In the lines below, look for "black". Copy each line where it appears.

===== Available records

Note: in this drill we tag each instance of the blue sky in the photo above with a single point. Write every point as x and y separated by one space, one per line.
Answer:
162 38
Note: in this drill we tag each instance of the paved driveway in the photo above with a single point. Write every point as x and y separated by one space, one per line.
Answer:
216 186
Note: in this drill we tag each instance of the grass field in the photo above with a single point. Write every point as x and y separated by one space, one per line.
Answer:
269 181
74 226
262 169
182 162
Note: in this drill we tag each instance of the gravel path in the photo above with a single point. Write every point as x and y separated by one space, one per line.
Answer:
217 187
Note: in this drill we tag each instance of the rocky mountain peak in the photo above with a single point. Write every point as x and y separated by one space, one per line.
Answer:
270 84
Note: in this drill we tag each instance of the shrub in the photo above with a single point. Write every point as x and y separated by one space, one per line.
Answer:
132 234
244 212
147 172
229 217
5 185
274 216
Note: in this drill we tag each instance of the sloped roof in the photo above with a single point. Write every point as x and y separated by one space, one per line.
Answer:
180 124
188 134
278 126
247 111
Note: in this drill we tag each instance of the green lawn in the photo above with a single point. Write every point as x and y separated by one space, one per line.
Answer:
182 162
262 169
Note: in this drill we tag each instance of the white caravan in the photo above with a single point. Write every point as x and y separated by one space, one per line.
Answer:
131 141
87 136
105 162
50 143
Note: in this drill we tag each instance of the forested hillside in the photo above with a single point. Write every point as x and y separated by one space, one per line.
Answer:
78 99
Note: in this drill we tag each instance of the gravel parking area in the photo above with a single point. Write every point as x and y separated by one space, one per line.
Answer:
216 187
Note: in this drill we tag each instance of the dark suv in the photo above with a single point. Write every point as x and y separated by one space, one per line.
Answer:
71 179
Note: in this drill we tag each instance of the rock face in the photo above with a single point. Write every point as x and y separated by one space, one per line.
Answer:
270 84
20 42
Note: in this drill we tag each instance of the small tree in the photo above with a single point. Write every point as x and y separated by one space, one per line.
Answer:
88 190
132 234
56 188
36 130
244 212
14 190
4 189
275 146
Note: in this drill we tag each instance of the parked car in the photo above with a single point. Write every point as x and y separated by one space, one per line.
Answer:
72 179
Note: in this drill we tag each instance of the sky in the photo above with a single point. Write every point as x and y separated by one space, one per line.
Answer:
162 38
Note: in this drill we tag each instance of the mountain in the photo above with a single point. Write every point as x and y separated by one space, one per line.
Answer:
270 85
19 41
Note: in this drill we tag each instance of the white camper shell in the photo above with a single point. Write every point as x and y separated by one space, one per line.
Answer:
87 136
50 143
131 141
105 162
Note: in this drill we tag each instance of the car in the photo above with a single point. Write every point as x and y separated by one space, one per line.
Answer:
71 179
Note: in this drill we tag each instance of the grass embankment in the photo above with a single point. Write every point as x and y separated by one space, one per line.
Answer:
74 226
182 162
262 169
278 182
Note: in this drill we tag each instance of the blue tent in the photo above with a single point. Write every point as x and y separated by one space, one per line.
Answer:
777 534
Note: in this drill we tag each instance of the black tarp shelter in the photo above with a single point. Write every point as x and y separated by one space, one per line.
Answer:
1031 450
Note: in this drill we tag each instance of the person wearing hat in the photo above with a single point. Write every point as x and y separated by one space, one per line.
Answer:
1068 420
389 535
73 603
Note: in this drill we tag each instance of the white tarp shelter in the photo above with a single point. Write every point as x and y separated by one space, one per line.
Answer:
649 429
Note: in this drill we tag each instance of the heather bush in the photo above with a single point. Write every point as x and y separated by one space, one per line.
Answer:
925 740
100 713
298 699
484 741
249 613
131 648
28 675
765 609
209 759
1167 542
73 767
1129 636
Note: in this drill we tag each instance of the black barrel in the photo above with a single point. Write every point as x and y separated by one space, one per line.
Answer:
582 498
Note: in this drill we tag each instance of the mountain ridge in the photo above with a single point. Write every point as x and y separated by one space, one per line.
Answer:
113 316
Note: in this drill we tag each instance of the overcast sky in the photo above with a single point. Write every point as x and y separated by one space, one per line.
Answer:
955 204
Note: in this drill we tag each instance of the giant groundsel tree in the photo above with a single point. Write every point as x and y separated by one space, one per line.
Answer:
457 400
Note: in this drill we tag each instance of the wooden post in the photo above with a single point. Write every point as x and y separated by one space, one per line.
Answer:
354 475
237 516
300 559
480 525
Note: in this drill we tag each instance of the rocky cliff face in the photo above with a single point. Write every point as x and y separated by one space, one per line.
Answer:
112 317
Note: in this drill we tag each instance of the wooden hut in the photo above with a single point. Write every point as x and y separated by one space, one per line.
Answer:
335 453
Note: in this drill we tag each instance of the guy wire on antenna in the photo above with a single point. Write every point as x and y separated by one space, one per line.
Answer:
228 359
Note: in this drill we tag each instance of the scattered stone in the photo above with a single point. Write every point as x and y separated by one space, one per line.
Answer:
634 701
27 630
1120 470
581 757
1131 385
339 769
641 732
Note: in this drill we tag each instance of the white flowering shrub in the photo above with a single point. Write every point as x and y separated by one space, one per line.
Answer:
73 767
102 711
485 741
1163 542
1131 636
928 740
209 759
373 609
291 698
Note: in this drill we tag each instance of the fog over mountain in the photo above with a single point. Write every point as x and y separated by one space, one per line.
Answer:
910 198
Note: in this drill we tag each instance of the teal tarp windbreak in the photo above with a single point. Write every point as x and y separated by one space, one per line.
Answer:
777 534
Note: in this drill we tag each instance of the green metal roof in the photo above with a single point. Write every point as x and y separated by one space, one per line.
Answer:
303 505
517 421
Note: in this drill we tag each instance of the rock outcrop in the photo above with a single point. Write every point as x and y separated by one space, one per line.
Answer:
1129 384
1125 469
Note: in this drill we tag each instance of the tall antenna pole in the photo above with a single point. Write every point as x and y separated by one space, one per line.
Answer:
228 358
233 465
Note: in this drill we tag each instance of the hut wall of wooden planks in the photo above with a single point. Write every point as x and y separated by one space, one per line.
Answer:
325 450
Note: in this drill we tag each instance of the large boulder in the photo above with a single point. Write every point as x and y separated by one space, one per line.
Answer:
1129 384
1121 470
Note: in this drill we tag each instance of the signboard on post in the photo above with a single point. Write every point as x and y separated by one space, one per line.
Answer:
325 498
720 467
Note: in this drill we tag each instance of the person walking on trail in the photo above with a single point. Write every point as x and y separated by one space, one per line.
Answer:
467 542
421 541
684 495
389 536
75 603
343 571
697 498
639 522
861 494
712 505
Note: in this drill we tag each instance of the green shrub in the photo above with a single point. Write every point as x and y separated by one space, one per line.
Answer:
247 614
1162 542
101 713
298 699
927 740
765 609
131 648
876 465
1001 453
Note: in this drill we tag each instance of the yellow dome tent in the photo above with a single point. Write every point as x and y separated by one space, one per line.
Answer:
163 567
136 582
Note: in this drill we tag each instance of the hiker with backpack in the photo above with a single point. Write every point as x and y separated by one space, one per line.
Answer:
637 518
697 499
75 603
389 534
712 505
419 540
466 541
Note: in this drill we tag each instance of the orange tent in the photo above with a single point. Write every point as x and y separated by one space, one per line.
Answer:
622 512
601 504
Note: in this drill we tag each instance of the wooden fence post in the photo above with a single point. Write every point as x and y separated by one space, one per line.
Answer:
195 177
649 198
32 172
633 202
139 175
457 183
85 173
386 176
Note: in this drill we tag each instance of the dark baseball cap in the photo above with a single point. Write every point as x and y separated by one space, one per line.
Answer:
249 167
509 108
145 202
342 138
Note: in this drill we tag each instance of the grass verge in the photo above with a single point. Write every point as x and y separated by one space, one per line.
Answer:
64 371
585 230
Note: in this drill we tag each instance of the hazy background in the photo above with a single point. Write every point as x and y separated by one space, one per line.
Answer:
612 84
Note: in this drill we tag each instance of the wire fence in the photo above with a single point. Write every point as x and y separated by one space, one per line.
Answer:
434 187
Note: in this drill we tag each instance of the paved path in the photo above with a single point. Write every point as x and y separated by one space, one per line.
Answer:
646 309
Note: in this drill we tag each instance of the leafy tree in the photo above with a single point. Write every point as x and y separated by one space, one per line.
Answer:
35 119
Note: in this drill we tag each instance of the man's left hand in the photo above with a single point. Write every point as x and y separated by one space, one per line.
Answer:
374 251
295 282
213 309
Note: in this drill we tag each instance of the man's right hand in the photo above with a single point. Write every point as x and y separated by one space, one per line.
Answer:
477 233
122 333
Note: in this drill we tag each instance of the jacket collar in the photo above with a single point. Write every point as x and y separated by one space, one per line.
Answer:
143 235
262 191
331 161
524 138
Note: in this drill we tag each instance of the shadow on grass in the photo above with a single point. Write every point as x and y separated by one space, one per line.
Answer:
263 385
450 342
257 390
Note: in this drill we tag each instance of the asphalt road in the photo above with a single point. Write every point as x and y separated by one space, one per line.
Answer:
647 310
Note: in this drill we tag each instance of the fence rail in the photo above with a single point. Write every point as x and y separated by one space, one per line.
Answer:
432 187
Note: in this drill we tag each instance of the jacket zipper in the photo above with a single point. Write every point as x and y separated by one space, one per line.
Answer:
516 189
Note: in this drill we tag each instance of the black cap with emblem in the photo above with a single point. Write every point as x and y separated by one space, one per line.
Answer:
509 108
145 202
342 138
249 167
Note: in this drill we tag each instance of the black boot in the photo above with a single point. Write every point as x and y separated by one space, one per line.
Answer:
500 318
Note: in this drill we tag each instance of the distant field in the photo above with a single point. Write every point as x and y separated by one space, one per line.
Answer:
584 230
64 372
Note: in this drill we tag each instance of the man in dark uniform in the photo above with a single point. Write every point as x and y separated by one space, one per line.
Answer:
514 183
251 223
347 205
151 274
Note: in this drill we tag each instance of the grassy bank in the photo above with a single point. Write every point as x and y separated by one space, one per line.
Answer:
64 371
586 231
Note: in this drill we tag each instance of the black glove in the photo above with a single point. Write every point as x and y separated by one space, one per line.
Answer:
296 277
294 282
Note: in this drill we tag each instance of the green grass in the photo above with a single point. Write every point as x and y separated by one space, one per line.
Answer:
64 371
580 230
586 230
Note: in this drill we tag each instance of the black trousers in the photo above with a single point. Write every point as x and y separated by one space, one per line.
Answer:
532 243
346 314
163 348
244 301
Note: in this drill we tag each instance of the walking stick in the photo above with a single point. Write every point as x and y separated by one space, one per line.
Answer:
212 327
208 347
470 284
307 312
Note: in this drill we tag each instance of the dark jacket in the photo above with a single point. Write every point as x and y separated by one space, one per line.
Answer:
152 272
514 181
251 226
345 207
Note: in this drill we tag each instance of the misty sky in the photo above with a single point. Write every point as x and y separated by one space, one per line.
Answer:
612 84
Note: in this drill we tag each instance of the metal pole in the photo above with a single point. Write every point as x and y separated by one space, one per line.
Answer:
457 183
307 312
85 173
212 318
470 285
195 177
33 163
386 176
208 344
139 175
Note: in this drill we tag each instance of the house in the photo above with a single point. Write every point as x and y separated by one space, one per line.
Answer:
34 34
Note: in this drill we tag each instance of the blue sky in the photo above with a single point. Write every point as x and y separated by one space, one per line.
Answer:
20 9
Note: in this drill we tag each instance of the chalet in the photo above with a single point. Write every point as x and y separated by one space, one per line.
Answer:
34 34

==========

◆ Response to the task ◆
Note: in this drill we tag each instance of the black tarp shelter in the photo above with a single point. Write every point as x and y separated by one space, one per line.
Note: in this drill we tag each instance of the black barrel in the photo above with a single point. Write every point as x and y separated by one space, one per line.
Note: in this drill we tag each instance of the black cap with emblem in the photo above with a single point. Write every point as x and y separated by one space, one per line.
Note: in this drill we tag each instance of the black boot in the photo above with a single point. Write every point as x and y separated by one space, one per line.
Note: in this drill we tag each instance of the black glove in the photo above with a single point. Write every point as x and y separated by one space, one per line.
Note: in this drill we tag each instance of the black trousers in the photo above with a single point. Write every point as x and y separated by one space, one per line.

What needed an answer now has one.